[Document]
Furst's perfect-pitch re-creation begins with a fatally
flawed protagonist: Andre Szara, 40, Pravda reporter in Europe
and occasional Soviet spy, whose life goals have been reduced
to a desire to outlast Stalin's purges. As the novel opens in
1937, Szara, a Russified Polish Jew, is caught in the midst of
a blood feud in the Soviet secret services between his NKVD
friends, mostly Jewish intellectuals, and Stalin's Georgian
thugs. The fear that dominates Szara's nomadic life is palpable:
a typically chilling passage is about his return to Russia
aboard a Soviet freighter with a human cargo of condemned men
who know that homecoming means an executioner's bullet. En
route, these compromised trade representatives and diplomats
"rarely slept, greedy for their remaining hours of
introspection, pacing about the deck when they could stand the
cold."
Szara's safety net is espionage; he becomes a full-time
NKVD operative in Paris charged with maintaining ties to an
imperiled Jewish industrialist in Berlin, who somehow knows how
many bombers Germany is building each month. Fear not; Dark Star
never becomes one of those breathless adventures that build fake
suspense around schemes to stop Hitler. Plot is less important
than Furst's powerful descriptive writing, particularly his
account of Szara's nightmare flight across Poland in the first
days of the war. What carries the book to a level beyond the
cynicism of spy novels is its ability to carry us back in time.
Nothing can be like watching Casablanca for the first time. But
Furst comes closer than anyone has in years.

[Supplied data]
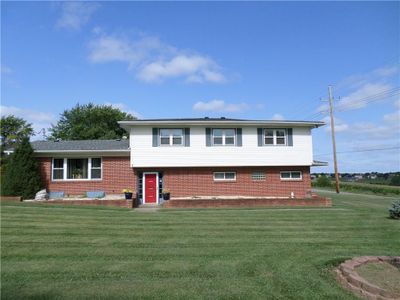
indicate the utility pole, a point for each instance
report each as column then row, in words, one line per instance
column 333, row 138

[Stated problem] Write out the passage of the book review above from "Szara's safety net" up to and including "has in years.".

[Response to this task]
Szara's safety net is espionage; he becomes a full-time
NKVD operative in Paris charged with maintaining ties to an
imperiled Jewish industrialist in Berlin, who somehow knows how
many bombers Germany is building each month. Fear not; Dark Star
never becomes one of those breathless adventures that build fake
suspense around schemes to stop Hitler. Plot is less important
than Furst's powerful descriptive writing, particularly his
account of Szara's nightmare flight across Poland in the first
days of the war. What carries the book to a level beyond the
cynicism of spy novels is its ability to carry us back in time.
Nothing can be like watching Casablanca for the first time. But
Furst comes closer than anyone has in years.